*To do*:
Reproduce each line exactly.

(Coordinate annotation records)
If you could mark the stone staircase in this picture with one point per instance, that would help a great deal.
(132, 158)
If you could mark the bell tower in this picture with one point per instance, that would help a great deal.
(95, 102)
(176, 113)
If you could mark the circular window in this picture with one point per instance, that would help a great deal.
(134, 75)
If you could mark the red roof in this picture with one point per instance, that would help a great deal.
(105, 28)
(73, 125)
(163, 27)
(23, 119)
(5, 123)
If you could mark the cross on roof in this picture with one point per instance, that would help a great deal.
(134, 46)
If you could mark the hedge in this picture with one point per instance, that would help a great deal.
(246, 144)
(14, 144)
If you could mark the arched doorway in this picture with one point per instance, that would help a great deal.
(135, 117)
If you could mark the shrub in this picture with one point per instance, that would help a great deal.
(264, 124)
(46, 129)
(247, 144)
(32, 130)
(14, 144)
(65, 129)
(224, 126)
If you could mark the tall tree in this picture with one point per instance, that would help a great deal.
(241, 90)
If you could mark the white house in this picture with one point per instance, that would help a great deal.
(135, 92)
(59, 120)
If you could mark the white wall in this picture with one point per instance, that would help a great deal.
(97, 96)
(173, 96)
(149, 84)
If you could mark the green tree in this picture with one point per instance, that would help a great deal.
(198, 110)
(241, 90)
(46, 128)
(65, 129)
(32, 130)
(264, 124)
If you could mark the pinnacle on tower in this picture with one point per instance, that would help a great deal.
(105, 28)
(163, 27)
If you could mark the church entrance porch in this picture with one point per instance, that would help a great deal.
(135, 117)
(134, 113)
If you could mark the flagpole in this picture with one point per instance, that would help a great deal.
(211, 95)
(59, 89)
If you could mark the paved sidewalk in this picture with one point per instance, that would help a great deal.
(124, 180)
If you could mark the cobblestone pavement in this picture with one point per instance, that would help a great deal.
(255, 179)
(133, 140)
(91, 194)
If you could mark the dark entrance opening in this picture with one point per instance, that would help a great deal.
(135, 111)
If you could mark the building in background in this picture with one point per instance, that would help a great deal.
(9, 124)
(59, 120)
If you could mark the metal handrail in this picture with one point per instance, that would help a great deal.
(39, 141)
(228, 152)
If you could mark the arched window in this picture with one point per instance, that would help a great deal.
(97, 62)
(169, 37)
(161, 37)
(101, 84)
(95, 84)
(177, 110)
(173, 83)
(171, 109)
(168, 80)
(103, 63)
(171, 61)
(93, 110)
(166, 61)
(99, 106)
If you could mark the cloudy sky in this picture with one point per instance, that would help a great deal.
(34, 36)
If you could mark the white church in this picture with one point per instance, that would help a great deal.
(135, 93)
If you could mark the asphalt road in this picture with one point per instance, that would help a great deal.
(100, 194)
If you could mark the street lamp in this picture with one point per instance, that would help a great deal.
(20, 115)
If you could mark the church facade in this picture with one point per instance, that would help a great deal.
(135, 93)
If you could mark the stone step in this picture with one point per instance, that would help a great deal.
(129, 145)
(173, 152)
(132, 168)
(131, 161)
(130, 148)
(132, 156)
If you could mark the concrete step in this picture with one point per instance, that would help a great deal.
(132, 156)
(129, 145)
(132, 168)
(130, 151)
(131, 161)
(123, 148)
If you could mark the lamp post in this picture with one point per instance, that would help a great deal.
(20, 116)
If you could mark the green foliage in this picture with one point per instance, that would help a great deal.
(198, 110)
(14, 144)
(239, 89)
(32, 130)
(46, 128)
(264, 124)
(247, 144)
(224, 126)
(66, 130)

*Solution to the problem*:
If you could mark the stone staircase in this picture with one point per instance, that would help a great deal.
(132, 158)
If you could mark the bell tower in this picture with one point per instance, that would help a great deal.
(95, 102)
(176, 113)
If you could mark the circular window in this picture with one point per instance, that would help a great deal.
(134, 75)
If you could mark the red roof in this picture with one point per instance, that would help a great deal.
(105, 28)
(73, 125)
(163, 27)
(23, 119)
(5, 123)
If you could mark the cross on roof in this picture with one point per instance, that would help a great deal.
(134, 46)
If you could mark the hedge in this picture with one point per instance, that would help a great deal.
(246, 144)
(14, 144)
If you could mark the arched doorway in this picture with one point per instance, that would help a great deal.
(135, 117)
If you could mark the shrub in this picture with one point per instance, that would help a great deal.
(264, 124)
(46, 129)
(247, 144)
(32, 130)
(14, 144)
(65, 129)
(224, 126)
If you could mark the tall tree in this picture with one point per instance, that would help a great deal.
(241, 90)
If you could mark the white house in this picture with one point per instance, that would help a great deal.
(135, 92)
(59, 120)
If you could mark the white wall in this picture with one point per instance, that would help a great deal.
(97, 96)
(173, 96)
(149, 84)
If you could mark the green tree in this picture with one point per instance, that would help a great deal.
(198, 110)
(241, 90)
(46, 128)
(65, 129)
(32, 130)
(264, 124)
If you could mark the pinnacle on tower in this picture with one point per instance, that would help a great deal.
(105, 28)
(163, 27)
If you could mark the church entrance porch in this picture with one point per instance, that would help a great deal.
(135, 117)
(134, 113)
If you could mark the flagpole in this picture with one point per instance, that would help a great deal.
(211, 95)
(59, 89)
If you could mark the paved sidewalk in this picture with one point per instance, that would help a great deal.
(124, 180)
If you could mark the cobblestone pavement in this picture with one point per instance, that would help a great deal.
(255, 179)
(133, 140)
(91, 194)
If you could mark the dark entrance opening in this picture with one point per instance, that would help a great deal.
(135, 111)
If you could mark the building in background in this picture with one point per instance, that would help a great deal.
(9, 124)
(59, 120)
If you could mark the metal handrail in this picture with one point per instance, that would help a great deal.
(39, 141)
(228, 152)
If you could mark the arched window in this picture with one point per instance, that would help a great deal.
(97, 62)
(169, 37)
(161, 37)
(101, 84)
(95, 84)
(177, 110)
(173, 83)
(171, 109)
(168, 80)
(103, 63)
(171, 61)
(93, 110)
(166, 61)
(99, 106)
If you could mark the cloudy sky in this picture with one point per instance, that would help a great deal.
(34, 36)
If you could mark the white church in this picture with one point per instance, that would help a great deal.
(135, 93)
If you could mark the asphalt road in this picture with one point per instance, that would help a great deal.
(100, 194)
If you could mark the street lamp in this picture with one point per instance, that would help a great deal.
(20, 115)
If you could mark the church facade in this picture with one point per instance, that would help a great deal.
(135, 93)
If you could mark the stone step in this picture with one point per instance, that would help a great deal.
(129, 145)
(173, 152)
(132, 168)
(131, 161)
(130, 148)
(132, 156)
If you could mark the concrete step in this picture with one point per instance, that would help a great deal.
(132, 156)
(129, 145)
(132, 168)
(130, 151)
(131, 161)
(123, 148)
If you could mark the lamp post in this picture with one point per instance, that would help a great deal.
(20, 116)
If you could mark the green foliage in this picture with one point per instance, that would help a great deal.
(198, 110)
(14, 144)
(239, 89)
(32, 130)
(46, 128)
(264, 124)
(247, 144)
(224, 126)
(66, 130)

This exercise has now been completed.